_REQUIRED TASK:_
Format the entries from the line with "Each instance receives one keypoint. Tag the blue sky" to the line with "<point>83,58</point>" as a numbered list, skipping any blank lines. Include both of those lines and nothing outside that range.

_Image object location entries:_
——

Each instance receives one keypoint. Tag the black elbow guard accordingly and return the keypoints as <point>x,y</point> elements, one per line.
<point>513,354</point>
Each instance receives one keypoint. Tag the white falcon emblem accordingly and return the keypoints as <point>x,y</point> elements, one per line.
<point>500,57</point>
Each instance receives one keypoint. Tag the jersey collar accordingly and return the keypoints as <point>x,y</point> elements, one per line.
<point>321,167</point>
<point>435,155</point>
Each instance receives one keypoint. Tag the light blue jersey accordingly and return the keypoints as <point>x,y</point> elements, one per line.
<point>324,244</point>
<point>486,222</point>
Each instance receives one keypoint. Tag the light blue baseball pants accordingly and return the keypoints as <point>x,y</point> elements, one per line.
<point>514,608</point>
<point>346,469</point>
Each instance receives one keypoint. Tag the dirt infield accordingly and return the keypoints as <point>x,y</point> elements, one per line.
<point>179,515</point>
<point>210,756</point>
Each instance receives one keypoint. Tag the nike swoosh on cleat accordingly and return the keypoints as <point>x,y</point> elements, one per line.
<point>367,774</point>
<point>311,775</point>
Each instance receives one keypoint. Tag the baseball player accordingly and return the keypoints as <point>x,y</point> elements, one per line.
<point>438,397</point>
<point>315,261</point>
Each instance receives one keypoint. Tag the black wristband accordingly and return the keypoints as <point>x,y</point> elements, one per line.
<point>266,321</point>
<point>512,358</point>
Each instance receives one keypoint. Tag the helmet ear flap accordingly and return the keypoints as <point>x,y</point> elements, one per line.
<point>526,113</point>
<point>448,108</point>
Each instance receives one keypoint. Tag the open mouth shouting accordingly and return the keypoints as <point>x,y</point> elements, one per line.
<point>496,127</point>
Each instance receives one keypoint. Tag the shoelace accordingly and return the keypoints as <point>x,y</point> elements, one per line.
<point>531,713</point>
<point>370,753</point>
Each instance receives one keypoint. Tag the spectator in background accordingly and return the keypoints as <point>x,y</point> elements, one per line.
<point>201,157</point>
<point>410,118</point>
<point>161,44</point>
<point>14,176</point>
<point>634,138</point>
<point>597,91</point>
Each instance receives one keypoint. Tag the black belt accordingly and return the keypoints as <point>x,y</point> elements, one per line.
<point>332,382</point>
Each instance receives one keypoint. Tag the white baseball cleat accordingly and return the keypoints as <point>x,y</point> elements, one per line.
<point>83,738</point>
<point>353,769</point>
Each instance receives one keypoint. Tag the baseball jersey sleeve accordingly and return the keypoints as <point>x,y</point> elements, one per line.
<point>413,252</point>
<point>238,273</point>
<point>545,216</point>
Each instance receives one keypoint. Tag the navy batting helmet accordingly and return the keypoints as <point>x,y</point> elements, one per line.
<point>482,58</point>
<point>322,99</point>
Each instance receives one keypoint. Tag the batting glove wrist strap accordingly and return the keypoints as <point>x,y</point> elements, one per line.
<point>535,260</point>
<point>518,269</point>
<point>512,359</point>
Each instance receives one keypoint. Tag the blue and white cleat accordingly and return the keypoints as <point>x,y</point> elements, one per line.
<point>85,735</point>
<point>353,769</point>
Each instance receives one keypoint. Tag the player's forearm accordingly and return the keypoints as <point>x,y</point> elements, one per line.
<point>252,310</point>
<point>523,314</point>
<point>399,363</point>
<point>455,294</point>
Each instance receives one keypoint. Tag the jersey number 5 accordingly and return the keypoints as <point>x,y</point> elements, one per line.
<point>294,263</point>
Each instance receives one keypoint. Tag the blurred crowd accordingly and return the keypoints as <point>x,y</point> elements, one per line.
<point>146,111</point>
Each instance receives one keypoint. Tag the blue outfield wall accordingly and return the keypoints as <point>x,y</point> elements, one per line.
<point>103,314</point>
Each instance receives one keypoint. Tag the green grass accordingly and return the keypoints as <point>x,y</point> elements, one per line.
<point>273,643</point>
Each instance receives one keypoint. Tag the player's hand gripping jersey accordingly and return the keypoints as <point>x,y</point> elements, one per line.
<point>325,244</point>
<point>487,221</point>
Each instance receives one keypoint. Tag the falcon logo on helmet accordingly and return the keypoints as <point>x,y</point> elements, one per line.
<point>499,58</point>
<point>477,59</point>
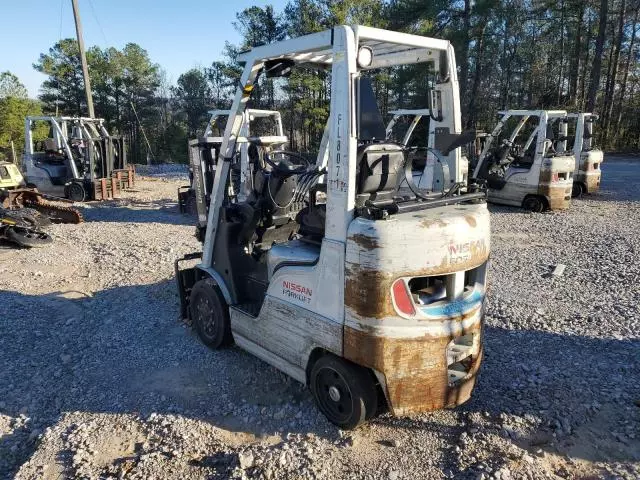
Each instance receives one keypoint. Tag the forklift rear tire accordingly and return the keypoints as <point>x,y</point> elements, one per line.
<point>577,190</point>
<point>344,392</point>
<point>210,314</point>
<point>533,204</point>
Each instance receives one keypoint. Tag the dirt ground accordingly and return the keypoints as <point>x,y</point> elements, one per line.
<point>101,379</point>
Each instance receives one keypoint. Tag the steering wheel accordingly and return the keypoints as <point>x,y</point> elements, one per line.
<point>286,165</point>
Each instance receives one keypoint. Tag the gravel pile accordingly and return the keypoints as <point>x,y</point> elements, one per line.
<point>101,379</point>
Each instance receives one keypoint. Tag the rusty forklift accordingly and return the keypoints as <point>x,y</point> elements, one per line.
<point>344,273</point>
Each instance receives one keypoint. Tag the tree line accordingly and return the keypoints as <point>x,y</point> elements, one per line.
<point>578,55</point>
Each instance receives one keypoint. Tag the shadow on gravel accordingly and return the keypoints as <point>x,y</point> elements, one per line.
<point>124,351</point>
<point>619,182</point>
<point>132,210</point>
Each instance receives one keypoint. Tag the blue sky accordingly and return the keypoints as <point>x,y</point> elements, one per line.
<point>178,34</point>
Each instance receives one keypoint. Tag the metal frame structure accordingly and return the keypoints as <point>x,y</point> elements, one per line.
<point>428,178</point>
<point>587,175</point>
<point>345,295</point>
<point>203,152</point>
<point>104,169</point>
<point>543,183</point>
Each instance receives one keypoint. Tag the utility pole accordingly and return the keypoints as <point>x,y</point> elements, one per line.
<point>83,58</point>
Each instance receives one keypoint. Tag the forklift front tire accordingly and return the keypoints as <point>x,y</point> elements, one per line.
<point>344,392</point>
<point>210,314</point>
<point>533,204</point>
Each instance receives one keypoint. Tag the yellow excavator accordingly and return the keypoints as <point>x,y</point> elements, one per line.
<point>20,200</point>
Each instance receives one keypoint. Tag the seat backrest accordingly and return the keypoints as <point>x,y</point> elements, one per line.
<point>380,168</point>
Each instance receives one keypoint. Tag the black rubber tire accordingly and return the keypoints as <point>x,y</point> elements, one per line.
<point>75,191</point>
<point>356,399</point>
<point>210,314</point>
<point>27,237</point>
<point>533,204</point>
<point>577,191</point>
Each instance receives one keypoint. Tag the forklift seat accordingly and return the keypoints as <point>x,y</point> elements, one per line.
<point>292,253</point>
<point>379,171</point>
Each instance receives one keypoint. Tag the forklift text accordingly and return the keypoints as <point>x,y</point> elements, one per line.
<point>296,291</point>
<point>461,252</point>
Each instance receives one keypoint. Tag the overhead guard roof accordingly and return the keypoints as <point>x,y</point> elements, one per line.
<point>389,48</point>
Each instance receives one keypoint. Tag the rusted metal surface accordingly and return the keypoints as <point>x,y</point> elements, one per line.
<point>557,191</point>
<point>409,355</point>
<point>125,177</point>
<point>415,369</point>
<point>105,189</point>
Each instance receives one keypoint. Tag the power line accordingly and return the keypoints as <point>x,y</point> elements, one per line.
<point>95,16</point>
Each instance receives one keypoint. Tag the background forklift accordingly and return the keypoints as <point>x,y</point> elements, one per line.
<point>520,164</point>
<point>79,161</point>
<point>204,151</point>
<point>589,158</point>
<point>374,297</point>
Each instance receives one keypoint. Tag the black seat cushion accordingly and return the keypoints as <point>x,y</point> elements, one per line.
<point>379,167</point>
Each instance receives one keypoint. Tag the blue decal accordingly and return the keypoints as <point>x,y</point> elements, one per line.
<point>455,308</point>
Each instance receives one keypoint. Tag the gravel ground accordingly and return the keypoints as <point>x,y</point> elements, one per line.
<point>100,379</point>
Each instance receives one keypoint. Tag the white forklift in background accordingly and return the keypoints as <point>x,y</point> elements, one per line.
<point>424,162</point>
<point>203,155</point>
<point>79,160</point>
<point>589,158</point>
<point>374,297</point>
<point>520,164</point>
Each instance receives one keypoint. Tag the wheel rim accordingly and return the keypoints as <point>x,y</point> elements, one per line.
<point>334,395</point>
<point>533,204</point>
<point>205,317</point>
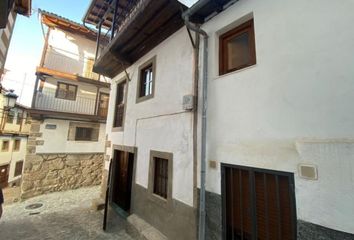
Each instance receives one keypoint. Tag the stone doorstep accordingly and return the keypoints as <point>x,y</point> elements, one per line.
<point>147,231</point>
<point>98,204</point>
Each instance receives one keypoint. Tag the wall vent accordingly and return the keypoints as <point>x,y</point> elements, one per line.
<point>308,171</point>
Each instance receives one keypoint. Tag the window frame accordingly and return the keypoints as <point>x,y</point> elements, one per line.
<point>143,67</point>
<point>15,149</point>
<point>114,127</point>
<point>247,27</point>
<point>16,172</point>
<point>165,202</point>
<point>81,138</point>
<point>2,145</point>
<point>67,88</point>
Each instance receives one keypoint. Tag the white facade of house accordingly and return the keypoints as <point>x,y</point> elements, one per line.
<point>160,123</point>
<point>293,107</point>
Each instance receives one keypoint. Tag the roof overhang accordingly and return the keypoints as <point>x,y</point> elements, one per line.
<point>52,20</point>
<point>149,23</point>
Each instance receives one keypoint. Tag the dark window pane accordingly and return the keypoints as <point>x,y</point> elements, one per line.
<point>238,51</point>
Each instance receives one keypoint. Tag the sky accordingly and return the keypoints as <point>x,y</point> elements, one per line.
<point>27,43</point>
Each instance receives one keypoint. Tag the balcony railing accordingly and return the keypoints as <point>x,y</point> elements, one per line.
<point>47,101</point>
<point>69,62</point>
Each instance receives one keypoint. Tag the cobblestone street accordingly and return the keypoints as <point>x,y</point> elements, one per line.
<point>65,215</point>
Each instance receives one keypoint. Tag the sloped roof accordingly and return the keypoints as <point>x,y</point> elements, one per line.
<point>54,20</point>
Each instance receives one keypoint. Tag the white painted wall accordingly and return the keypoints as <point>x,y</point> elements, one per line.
<point>301,88</point>
<point>56,140</point>
<point>11,157</point>
<point>172,133</point>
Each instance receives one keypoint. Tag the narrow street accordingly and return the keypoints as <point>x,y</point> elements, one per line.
<point>65,215</point>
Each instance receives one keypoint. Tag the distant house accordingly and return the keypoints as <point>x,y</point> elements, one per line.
<point>279,144</point>
<point>14,131</point>
<point>69,110</point>
<point>8,12</point>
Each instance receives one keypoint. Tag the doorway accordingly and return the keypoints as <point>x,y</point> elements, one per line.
<point>122,170</point>
<point>258,204</point>
<point>103,105</point>
<point>4,175</point>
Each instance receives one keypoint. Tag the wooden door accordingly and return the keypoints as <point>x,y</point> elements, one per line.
<point>4,176</point>
<point>103,105</point>
<point>258,204</point>
<point>123,176</point>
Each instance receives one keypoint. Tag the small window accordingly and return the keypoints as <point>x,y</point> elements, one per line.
<point>146,81</point>
<point>17,144</point>
<point>5,146</point>
<point>237,48</point>
<point>119,108</point>
<point>10,116</point>
<point>18,168</point>
<point>161,177</point>
<point>66,91</point>
<point>83,134</point>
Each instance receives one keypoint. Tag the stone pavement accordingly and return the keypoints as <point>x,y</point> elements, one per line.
<point>65,215</point>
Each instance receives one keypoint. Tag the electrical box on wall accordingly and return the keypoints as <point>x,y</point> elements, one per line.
<point>188,102</point>
<point>308,171</point>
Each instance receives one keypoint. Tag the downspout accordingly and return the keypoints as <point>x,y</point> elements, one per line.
<point>198,30</point>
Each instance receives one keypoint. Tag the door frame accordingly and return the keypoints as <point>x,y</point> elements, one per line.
<point>129,149</point>
<point>292,196</point>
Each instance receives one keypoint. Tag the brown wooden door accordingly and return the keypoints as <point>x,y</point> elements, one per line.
<point>258,204</point>
<point>4,176</point>
<point>122,180</point>
<point>103,105</point>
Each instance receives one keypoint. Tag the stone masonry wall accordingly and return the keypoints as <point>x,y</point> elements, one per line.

——

_TASK OUTPUT:_
1. Each instance receives one keypoint. Tag the blue sky accordingly and return the keypoints as <point>x,y</point> elements, one per line.
2. <point>178,34</point>
3. Each instance receives one keypoint. Tag the metal frame structure accordingly and return the keypoints as <point>x,y</point> elements, one per line.
4. <point>428,178</point>
5. <point>587,175</point>
6. <point>345,295</point>
7. <point>203,152</point>
8. <point>104,169</point>
9. <point>543,183</point>
10. Each instance receives one keypoint. Tag the utility pole accordingly and return the keypoints as <point>x,y</point> elements, one per line.
11. <point>83,58</point>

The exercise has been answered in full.